** Begin Article **

A valid HTML document declares what version of HTML is used in the document.
The document type declaration names the document type definition (DTD)
in use for the document.
The HEAD element contains information about the current document, such as its
title, keywords that may be useful to search engines, and other data that is
not considered document content. They may, however, make information in the
HEAD available to users through other mechanisms.
The page title shall include useful and distinctive indication of the contents.
The value of this title for search engine query-response selection shall be
considered.
The DESCRIPTION meta tag may be used to provide guidance to search engines on
what to present users in the search response (e.g. <meta name="description"
content="response">).
Search engines should be expected only to consider some limited number of
keywords when indexing pages. Web pages shall present keywords in priority
order and without duplication (e.g., ).
The Dublin Core DTD was developed by the library sciences community, but may
be applicable to general purpose web page indexing. The Dublin Core Metadata
shall be used for fields of information that are of value in indexing or
cataloguing the web page.
Web page design shall include consideration of content-selection mechanisms.
Within the context of intranets/ extranets, Platform for Internet Content
Selection (PICS) rating services and mechanisms may be useful to ensure that
users are accessing the preferred information sources. For example, an index
search within an organization for information about a corporate policy may
yield pages with opinions, local implementations, or other variations. A
rating system within an organization may distinguish between "corporate"
policy data, legal requirements, and other guidelines. The PICS mechanism
could then be used to provide users with a view of the data that was relevant
to their environment, rather than forcing them to locate the relevant views
from a much wider set of responses. The use of metadata and content included
for the purpose of content selection (indexing) shall not be misleading.
Web pages shall incorporate robot exclusion elements (see Annex E) as the
method for indicating pages to be indexed or searched by automated means and
those to be excluded.
The first bytes (including <head> bytes) have the most impact on network
overhead. Transport Control Protocol (TCP) operates with a "slow start,"
awaiting an acknowledgment of initial packets sent before initiating a full
sequence of transmissions. This avoids congestion of the net that may be
directed to a non-responsive site. This makes the data transferred first from
the server, and initial elements of the page (e.g., <head>, etc.) more
critical in response time and network loading. Data in the sequence
should be focused to minimize overhead, and provide essential data to the
client. Unfortunately, the HTML format calls for all metadata to be in the
head section. (See the performance articles listed in Annex B for more details
on bandwidth impact.) There are modest gains to be achieved in using lowercase
in tags and <head> entries (due to improved compression efficiency).
To facilitate accurate indexing, and ease of access for users, web pages shall include the LANG metatag declaring the primary language environment(s) for each page.
Digital signature and other fingerprinting mechanisms may be applied to ensure
page integrity and authentication. Information related to this may be
communicated through header extensions or related files, or it may be implicit
in the content body. Resigning pages may be problematic, so extra care should
be given to ensure the immutability of the data (including links, etc.) within
the signed area.

** End Article **
** Begin Extracted material **

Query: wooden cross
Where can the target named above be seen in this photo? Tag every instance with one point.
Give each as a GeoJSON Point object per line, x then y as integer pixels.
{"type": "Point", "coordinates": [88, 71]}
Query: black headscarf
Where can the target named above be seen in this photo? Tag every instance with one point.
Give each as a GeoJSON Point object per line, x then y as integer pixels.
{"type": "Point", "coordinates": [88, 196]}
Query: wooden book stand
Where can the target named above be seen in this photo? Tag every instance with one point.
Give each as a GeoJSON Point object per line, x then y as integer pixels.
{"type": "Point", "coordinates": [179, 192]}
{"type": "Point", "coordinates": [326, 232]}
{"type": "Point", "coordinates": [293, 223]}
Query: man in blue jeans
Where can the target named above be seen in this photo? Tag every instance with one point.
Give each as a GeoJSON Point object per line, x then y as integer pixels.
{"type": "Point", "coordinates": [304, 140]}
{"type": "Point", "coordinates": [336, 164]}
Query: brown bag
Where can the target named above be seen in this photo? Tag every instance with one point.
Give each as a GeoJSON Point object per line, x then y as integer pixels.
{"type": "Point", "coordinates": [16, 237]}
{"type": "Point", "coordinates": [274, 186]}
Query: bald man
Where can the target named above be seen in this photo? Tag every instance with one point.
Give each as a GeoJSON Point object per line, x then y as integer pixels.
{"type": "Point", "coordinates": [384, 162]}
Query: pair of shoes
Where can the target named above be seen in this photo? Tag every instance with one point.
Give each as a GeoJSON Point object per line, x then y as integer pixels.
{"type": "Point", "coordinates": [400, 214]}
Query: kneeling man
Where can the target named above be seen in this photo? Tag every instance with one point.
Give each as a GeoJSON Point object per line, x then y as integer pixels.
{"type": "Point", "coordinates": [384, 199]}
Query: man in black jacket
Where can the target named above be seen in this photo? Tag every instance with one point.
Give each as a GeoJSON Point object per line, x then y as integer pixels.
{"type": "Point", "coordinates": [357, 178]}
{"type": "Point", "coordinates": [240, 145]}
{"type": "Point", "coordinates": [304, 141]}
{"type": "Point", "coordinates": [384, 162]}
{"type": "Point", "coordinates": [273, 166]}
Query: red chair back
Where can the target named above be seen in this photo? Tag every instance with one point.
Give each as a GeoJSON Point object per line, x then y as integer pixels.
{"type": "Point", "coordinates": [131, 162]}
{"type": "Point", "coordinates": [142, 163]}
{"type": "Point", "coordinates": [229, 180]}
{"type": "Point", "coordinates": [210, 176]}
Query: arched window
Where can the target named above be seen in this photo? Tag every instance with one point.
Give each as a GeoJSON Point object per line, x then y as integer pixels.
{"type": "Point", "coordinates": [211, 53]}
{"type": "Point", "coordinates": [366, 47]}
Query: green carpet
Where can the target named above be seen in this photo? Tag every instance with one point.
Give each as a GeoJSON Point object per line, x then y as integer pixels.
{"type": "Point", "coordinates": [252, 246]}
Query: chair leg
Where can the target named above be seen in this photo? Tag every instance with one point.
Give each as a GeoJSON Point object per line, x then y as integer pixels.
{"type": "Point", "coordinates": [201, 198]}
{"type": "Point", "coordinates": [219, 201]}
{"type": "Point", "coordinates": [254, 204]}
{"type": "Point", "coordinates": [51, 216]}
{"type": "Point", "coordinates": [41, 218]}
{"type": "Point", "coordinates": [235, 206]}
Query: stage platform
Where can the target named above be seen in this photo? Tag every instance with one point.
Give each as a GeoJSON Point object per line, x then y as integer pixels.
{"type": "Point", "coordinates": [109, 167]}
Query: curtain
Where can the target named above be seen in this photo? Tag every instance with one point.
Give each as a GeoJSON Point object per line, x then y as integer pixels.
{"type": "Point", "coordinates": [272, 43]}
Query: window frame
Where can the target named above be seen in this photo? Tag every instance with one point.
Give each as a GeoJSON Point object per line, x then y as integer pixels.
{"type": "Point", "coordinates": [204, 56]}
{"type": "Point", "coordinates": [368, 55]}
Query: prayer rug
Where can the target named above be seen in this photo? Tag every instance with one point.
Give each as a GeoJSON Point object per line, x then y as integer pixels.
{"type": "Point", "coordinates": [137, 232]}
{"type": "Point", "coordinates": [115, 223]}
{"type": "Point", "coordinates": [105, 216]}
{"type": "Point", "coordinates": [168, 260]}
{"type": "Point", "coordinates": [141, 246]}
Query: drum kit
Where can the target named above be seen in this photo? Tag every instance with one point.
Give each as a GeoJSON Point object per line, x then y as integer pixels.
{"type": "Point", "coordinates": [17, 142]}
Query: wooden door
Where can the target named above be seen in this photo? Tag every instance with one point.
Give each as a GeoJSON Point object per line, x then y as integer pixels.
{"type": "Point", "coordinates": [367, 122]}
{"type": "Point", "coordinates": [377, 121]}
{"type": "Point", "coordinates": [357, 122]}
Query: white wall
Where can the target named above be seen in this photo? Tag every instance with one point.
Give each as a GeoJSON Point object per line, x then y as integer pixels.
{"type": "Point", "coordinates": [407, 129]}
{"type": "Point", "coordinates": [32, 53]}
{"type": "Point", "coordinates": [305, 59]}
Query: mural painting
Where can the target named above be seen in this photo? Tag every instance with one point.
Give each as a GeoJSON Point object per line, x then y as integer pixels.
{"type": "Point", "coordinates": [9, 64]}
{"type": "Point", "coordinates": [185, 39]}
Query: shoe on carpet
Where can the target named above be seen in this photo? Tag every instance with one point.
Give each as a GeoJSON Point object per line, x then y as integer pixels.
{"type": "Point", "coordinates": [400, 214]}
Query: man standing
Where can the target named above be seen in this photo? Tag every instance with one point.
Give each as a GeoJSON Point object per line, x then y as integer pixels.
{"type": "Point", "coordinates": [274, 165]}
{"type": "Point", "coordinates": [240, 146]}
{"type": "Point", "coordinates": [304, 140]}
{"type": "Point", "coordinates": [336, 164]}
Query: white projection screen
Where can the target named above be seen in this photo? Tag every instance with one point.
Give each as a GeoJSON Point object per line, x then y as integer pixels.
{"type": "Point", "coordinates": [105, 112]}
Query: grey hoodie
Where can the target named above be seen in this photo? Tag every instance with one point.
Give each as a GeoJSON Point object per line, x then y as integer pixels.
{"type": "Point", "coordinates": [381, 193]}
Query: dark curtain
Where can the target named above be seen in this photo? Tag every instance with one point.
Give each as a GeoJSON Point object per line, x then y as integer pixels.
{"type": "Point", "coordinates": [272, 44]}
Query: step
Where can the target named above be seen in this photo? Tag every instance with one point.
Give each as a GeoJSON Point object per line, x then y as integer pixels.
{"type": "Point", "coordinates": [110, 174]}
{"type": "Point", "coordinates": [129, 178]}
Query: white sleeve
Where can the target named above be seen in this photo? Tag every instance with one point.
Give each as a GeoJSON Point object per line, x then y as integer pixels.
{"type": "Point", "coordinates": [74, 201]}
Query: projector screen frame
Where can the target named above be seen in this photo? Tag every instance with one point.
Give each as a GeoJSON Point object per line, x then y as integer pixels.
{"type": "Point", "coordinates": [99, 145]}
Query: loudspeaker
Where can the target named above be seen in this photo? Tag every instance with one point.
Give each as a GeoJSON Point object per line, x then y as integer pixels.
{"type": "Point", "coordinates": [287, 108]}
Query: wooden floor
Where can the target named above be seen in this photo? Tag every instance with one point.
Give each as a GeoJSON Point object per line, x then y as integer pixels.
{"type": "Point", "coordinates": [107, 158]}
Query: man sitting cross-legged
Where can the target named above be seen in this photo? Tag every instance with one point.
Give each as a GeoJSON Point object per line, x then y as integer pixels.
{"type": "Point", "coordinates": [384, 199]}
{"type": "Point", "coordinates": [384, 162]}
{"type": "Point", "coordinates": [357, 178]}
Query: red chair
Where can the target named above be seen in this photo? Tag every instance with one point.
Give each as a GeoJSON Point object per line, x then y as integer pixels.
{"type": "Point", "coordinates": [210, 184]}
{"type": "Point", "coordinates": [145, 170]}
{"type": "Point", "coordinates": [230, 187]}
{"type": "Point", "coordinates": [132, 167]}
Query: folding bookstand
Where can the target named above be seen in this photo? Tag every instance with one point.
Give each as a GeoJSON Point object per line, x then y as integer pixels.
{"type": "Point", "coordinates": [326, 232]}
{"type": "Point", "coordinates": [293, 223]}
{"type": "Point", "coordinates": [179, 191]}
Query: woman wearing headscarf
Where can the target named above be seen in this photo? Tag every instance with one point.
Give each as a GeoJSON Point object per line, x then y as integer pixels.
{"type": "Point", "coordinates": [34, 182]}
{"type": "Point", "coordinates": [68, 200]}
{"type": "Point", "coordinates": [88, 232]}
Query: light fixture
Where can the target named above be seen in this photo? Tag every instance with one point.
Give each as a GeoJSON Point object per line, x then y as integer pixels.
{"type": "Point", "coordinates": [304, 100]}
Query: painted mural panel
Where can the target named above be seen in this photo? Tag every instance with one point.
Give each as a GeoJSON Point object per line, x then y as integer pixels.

** End Extracted material **

- **Instruction**
Please reproduce the passage on HTML document heads from "The HEAD element" up to and including "through other mechanisms.", changing "other mechanisms" to "other means".

- **Result**
The HEAD element contains information about the current document, such as its
title, keywords that may be useful to search engines, and other data that is
not considered document content. They may, however, make information in the
HEAD available to users through other means.